Locate each line in the records below that contains the string "sink" and copy it. Case counts.
— BEGIN Record excerpts —
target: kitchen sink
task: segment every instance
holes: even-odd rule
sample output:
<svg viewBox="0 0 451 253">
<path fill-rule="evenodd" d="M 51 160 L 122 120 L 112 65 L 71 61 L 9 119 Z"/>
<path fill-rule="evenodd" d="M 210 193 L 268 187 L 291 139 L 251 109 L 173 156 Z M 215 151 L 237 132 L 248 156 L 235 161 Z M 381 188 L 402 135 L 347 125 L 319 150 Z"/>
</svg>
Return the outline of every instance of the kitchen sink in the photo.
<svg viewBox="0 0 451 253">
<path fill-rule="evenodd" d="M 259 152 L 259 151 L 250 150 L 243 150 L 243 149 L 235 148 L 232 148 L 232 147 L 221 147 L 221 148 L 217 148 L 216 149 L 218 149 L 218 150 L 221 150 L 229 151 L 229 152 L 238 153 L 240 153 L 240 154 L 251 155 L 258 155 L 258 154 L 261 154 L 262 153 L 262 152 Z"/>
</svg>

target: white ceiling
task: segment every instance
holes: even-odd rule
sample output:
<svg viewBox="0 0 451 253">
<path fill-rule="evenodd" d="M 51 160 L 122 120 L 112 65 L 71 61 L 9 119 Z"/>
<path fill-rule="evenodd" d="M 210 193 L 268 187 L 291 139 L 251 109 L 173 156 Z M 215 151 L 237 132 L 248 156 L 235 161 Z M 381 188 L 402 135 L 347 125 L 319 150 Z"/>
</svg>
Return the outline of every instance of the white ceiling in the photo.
— END Record excerpts —
— BEGIN Record excerpts —
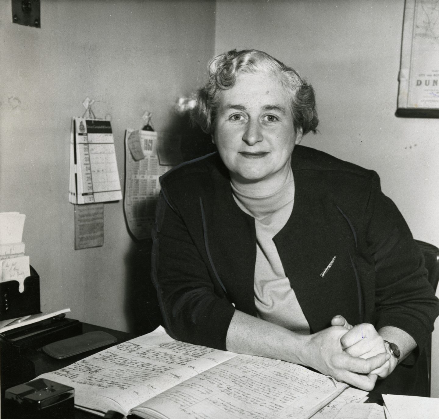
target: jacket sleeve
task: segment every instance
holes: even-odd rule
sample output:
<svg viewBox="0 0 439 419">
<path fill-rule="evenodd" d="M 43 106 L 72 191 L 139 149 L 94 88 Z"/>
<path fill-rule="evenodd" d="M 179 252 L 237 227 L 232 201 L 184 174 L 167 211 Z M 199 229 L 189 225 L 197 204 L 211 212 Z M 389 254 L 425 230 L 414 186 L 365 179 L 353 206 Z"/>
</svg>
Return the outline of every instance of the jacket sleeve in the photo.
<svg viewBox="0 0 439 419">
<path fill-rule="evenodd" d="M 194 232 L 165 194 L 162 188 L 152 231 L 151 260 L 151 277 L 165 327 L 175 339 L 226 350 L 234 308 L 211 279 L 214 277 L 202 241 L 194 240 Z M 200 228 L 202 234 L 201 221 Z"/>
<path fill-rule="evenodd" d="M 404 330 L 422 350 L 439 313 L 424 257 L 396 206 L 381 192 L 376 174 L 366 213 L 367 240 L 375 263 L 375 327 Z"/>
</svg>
— END Record excerpts —
Response to the task
target: kitchen sink
Return the outline of every instance of the kitchen sink in the photo.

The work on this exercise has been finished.